▶ **Task**:
Retype the full listing without altering anything.

▶ **Information supplied**:
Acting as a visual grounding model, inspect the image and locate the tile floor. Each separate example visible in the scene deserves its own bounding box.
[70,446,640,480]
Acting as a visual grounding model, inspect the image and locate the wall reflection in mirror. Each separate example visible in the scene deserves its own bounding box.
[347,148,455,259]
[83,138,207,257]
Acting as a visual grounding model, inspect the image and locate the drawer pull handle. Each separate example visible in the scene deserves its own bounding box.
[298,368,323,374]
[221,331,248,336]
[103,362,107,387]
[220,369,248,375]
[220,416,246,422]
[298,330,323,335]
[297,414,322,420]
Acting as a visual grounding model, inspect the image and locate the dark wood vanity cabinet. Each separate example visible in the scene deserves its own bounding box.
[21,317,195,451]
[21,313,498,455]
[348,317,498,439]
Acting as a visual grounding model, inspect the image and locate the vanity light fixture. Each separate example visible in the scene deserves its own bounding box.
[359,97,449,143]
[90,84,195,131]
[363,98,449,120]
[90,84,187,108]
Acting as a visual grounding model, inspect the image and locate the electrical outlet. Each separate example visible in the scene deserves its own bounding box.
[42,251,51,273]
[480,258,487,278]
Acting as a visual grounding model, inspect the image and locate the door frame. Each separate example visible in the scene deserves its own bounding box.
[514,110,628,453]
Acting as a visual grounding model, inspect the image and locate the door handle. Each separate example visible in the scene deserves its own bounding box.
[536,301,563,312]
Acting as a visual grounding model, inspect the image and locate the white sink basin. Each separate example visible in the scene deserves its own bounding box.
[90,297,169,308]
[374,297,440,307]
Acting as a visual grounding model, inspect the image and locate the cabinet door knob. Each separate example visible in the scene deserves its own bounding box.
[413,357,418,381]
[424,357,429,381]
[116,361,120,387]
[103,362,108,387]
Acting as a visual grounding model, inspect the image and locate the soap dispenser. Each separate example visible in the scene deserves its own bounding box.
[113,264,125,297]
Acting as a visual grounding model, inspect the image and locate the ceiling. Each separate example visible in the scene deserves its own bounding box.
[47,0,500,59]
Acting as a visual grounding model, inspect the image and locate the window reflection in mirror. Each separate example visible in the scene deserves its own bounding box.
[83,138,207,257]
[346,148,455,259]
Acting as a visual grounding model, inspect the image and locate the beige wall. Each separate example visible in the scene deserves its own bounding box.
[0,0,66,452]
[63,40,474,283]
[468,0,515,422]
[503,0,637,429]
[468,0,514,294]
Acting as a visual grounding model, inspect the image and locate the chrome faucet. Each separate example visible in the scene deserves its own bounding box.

▶ **Exercise result**:
Acting as a visual grounding model, inspect the image and locate the tile floor. Each separate example visible in the scene deserves its own bounding box.
[70,446,640,480]
Acting as a visual grounding model, inspect the image and locate the wall reflection in mirror. Each separate example visible in the scene deserves its own bounding box.
[347,148,455,259]
[83,138,207,257]
Acting as a visual grounding model, inspect the image and locate the drawer pull handle. Each separate example visible in the scene deserves its own bounding box.
[298,368,323,374]
[221,331,248,336]
[103,362,107,387]
[220,369,248,375]
[220,416,246,422]
[298,330,323,335]
[297,414,322,420]
Acting as a visual grounding model, inspect the image and locate the dark wood vanity cabinet. Each separate example visible in the scene deserves its own bounding box.
[21,317,195,451]
[21,313,498,455]
[348,317,498,439]
Acting as a visual grounding model, inspect the image and locate the vanity light fixture. Each separate example visible in the scene deserves its own bounding box.
[359,97,449,143]
[90,84,195,131]
[363,98,449,120]
[90,84,187,108]
Acting as a visual grounding model, inspect the image and locate the electrical outlet. Each separate example visible in the scene deserves its own bounding box.
[42,251,51,273]
[480,258,487,278]
Acting as a visual grounding model, inspect the image and locate the door frame. Each separate example visible in the scene deserves its own bounding box.
[514,110,628,453]
Acting as a visual grounding model, inspect the image and locate the door handle. Each separate example visible in the scene deserves its own bounding box.
[536,301,563,312]
Acting as a visual grounding model, inspect the image and locate the white sink basin. Each separate example visible in the scene deserves its own bounding box.
[90,297,169,308]
[374,297,440,307]
Acting as a visual grounding model, inspect the image and locate the cabinet door knob. Each separate example visible in the scene deserves its own bounding box.
[413,357,418,381]
[424,357,429,381]
[116,361,120,387]
[103,362,108,387]
Acting as a visual grounding model, inspect the image and locate the soap dispenser. Each separate example visible in the scene deserves its own bounding box.
[113,264,125,297]
Acting as a visual grounding model, inspect the image and locate the ceiling. Each separate example visible in the scene deserves its own bounding box.
[47,0,500,59]
Acting as a visual grounding model, inspect the image and locate the window reflection in mirror. Each separate example visible in the scene deserves its own bounding box.
[83,138,207,257]
[346,148,455,259]
Acting as a visual grounding model, inspect the image and locate the beige wall. Each separate example visible in the scene deserves its own bounding box.
[0,0,66,452]
[63,40,474,283]
[468,0,515,422]
[503,0,637,429]
[468,0,514,294]
Acting as a visual grounding model, inspect the image and locate the chrome faucet. Each separate example visible in the scene deserves its own bounding box.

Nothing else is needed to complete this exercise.